#### [Assignment]
Reproduce the records exactly through the line with "Mark the region of every instance of the long".

Dataset entries:
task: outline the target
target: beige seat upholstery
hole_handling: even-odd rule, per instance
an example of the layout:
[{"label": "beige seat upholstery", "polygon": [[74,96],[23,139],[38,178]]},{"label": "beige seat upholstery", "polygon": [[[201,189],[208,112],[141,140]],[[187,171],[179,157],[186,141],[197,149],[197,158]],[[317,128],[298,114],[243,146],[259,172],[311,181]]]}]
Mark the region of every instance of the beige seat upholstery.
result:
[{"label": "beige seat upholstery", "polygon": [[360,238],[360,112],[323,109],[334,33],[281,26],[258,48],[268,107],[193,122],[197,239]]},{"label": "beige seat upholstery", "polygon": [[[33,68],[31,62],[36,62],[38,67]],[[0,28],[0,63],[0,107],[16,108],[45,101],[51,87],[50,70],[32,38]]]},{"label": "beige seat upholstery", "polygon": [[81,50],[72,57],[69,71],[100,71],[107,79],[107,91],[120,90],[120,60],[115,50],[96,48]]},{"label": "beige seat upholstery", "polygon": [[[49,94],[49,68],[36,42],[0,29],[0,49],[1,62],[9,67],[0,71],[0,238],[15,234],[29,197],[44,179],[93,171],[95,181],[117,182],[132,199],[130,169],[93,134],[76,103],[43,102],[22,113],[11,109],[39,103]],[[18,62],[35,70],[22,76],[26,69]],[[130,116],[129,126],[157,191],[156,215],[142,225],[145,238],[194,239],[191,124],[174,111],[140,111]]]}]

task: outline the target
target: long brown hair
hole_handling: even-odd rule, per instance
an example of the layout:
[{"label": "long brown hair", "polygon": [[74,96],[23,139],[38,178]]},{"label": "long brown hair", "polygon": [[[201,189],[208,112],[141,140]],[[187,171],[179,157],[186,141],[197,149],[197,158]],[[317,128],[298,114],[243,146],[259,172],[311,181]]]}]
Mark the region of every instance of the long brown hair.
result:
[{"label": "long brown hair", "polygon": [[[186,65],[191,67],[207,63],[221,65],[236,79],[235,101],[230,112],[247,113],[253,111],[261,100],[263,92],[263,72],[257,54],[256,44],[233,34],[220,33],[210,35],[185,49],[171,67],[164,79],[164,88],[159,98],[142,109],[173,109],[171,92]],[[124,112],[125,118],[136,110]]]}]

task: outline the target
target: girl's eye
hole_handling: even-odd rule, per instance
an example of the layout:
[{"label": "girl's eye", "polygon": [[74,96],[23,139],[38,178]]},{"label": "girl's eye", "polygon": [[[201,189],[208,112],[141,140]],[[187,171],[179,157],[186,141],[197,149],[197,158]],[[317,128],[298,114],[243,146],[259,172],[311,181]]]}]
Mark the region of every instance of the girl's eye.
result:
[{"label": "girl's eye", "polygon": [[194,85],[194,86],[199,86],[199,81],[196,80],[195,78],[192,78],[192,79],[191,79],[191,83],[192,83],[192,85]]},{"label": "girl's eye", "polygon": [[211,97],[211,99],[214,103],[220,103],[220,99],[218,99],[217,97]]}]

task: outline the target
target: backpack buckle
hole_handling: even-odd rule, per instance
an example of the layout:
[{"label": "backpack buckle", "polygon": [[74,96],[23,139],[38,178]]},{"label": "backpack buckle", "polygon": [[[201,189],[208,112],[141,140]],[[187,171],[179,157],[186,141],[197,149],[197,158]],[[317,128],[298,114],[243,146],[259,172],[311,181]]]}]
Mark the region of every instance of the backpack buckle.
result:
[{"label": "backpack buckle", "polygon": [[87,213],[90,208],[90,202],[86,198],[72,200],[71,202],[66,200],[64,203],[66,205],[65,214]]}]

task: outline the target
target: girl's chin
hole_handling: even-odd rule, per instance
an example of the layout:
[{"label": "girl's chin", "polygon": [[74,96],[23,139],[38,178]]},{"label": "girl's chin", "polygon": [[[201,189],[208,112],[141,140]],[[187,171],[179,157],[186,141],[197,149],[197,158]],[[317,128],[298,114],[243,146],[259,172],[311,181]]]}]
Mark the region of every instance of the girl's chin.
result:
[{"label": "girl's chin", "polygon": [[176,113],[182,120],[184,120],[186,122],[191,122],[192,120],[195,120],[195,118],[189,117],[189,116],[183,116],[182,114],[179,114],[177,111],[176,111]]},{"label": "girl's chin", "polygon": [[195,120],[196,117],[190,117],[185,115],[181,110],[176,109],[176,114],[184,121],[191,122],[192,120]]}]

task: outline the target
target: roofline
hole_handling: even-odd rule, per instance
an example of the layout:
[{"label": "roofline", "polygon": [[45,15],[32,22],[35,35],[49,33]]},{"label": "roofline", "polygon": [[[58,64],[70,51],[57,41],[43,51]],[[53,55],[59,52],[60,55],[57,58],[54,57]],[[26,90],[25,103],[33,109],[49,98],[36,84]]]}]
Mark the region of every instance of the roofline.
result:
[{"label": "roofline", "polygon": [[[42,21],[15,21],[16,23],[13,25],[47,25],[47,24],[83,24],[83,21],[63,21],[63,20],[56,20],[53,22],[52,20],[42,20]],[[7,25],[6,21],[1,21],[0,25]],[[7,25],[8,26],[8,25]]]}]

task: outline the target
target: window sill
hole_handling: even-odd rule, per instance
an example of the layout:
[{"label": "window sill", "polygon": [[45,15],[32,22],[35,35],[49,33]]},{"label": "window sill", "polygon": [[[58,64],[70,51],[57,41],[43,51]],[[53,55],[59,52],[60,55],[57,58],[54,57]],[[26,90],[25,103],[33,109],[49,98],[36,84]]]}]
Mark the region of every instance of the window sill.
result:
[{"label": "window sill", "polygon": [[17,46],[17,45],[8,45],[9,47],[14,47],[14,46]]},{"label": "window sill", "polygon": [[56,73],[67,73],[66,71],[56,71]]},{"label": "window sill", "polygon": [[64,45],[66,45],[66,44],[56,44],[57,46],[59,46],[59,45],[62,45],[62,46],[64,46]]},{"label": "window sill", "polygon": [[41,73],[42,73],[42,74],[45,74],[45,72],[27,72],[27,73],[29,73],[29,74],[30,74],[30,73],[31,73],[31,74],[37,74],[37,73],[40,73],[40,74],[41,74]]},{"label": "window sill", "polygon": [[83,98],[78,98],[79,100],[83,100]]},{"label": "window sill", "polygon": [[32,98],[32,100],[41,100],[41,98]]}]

#### [Answer section]
task: outline the target
target: beige seat upholstery
hole_handling: even-odd rule, per instance
an example of the layout:
[{"label": "beige seat upholstery", "polygon": [[74,96],[23,139],[38,178]]},{"label": "beige seat upholstery", "polygon": [[[201,189],[208,112],[141,140]],[[187,171],[179,157],[186,141],[197,149],[197,158]],[[317,128],[298,114],[243,146],[259,172],[311,181]]]}]
Mark the region of every instance of the beige seat upholstery.
result:
[{"label": "beige seat upholstery", "polygon": [[360,238],[360,112],[323,109],[334,33],[281,26],[258,48],[268,107],[193,122],[197,239]]},{"label": "beige seat upholstery", "polygon": [[[33,68],[31,62],[36,62],[38,67]],[[0,28],[0,63],[0,107],[16,108],[45,101],[51,87],[50,70],[32,38]]]},{"label": "beige seat upholstery", "polygon": [[81,50],[72,57],[69,71],[100,71],[107,79],[107,91],[120,90],[120,60],[115,50],[96,48]]},{"label": "beige seat upholstery", "polygon": [[[49,94],[49,68],[36,42],[0,29],[0,49],[1,62],[9,67],[0,71],[0,238],[15,234],[29,197],[44,179],[93,171],[95,181],[117,182],[132,199],[130,169],[93,134],[76,103],[43,102],[22,113],[11,109],[39,103]],[[18,62],[35,70],[22,76],[26,69]],[[130,116],[129,126],[157,191],[156,215],[142,225],[145,238],[194,239],[191,124],[174,111],[140,111]]]}]

task: outline the target
target: long brown hair
hole_handling: even-odd rule, per instance
an example of the layout:
[{"label": "long brown hair", "polygon": [[74,96],[23,139],[38,178]]},{"label": "long brown hair", "polygon": [[[201,189],[208,112],[141,140]],[[187,171],[179,157],[186,141],[197,149],[197,158]],[[317,128],[298,114],[243,146],[259,172],[311,181]]]}]
Mark the region of every instance of the long brown hair.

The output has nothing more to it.